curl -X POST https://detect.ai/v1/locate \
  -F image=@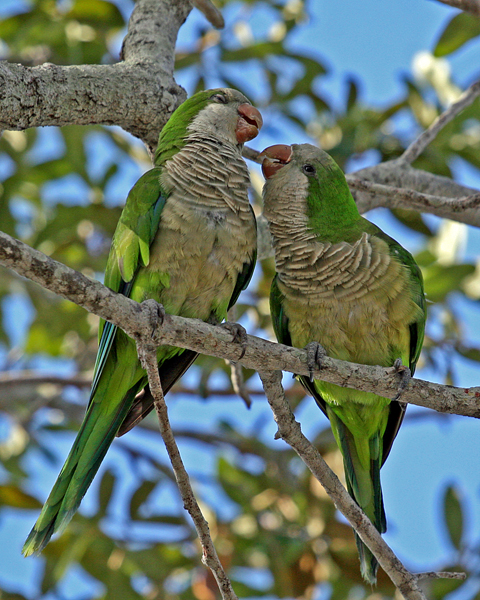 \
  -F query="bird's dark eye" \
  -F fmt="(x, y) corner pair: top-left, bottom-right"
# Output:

What to do => Pick out each line of the records that contains the string "curl", and copy those lines unchanged.

Response below =>
curl -X POST https://detect.ai/v1/locate \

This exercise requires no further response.